• 表示された文章:
「“こんなひどい世界、終わっちゃえ”と何度も思った」紀里谷和明監督が“遺作”に込めた、社会に対する深い絶望
新作映画『世界の終わりから』が4月7日に公開される紀里谷和明監督。社会に絶望と不条理を抱いてきた彼が「遺作」と語る、作品に込めた想いに迫った。
紀里谷和明インタビュー#1
ヒロインの叫びは、僕の叫びでもある

伊東蒼が演じた主人公のハナ
🄫Kiriya Pictures
──映画『世界の終わりから』(2023)を試写会で見た人からの反響がすごいですね。
シンプルな話ではあるんですが、構成が複雑なことになっているので「わかんない」で終わっちゃったらどうしようという不安がありました。だから見ていただくまではものすごく緊張していたんです。でも(映画にも出演している)岩井俊二監督がすごく褒めてくれたし、Twitterでもいろんな人たちから反響がありました。伝わったという感触があって嬉しかったです。

• やること:
A. 次の(i)〜(iii)がこのインタビューの内容と合っているか、それぞれ「はい」か「いいえ」で答え、決め手となる本文の言葉をそのまま引用してください。(i) 『世界の終わりから』は4月7日に公開される。(ii) 監督は試写会で見てもらう前、あまり緊張していなかった。(iii) 岩井俊二監督はこの作品を褒めた。
B. このインタビューの本文を「紀里谷和明インタビュー#1」から「感触があって嬉しかったです。」まで、一字も変えずにそのまま繰り返してください。

• データ一覧:
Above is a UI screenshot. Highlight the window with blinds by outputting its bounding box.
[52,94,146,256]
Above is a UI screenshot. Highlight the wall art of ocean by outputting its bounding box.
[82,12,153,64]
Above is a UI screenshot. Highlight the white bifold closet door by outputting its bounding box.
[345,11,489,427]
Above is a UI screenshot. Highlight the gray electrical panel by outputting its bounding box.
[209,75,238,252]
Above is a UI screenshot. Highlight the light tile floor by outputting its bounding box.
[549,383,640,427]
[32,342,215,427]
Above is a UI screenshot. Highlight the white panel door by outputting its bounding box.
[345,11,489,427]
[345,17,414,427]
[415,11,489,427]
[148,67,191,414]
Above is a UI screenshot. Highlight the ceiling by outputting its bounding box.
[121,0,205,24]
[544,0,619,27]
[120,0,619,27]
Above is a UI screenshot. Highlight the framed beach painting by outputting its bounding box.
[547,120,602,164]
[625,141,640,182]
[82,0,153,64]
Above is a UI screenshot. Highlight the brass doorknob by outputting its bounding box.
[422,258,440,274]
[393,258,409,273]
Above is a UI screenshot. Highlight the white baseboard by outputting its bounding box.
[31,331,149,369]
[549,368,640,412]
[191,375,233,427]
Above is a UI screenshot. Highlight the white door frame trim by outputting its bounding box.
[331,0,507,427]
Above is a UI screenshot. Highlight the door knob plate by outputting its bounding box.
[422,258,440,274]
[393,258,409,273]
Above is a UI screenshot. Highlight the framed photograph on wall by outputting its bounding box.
--
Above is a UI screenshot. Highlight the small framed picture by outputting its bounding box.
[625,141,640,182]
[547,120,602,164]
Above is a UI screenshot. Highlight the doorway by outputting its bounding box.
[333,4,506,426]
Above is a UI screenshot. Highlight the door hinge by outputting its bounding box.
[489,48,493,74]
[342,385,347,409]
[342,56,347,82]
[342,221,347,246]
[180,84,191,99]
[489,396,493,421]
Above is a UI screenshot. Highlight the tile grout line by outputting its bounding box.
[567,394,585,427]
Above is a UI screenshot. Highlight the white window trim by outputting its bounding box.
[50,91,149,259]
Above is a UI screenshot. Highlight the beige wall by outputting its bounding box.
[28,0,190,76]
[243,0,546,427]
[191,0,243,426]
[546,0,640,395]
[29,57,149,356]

• 作業の結果:
A.
(i) はい。「新作映画『世界の終わりから』が4月7日に公開される紀里谷和明監督」
(ii) いいえ。「だから見ていただくまではものすごく緊張していたんです。」
(iii) はい。「岩井俊二監督がすごく褒めてくれたし」

B.
紀里谷和明インタビュー#1
ヒロインの叫びは、僕の叫びでもある

伊東蒼が演じた主人公のハナ
🄫Kiriya Pictures
──映画『世界の終わりから』(2023)を試写会で見た人からの反響がすごいですね。
シンプルな話ではあるんですが、構成が複雑なことになっているので「わかんない」で終わっちゃったらどうしようという不安がありました。だから見ていただくまではものすごく緊張していたんです。でも(映画にも出演している)岩井俊二監督がすごく褒めてくれたし、Twitterでもいろんな人たちから反響がありました。伝わったという感触があって嬉しかったです。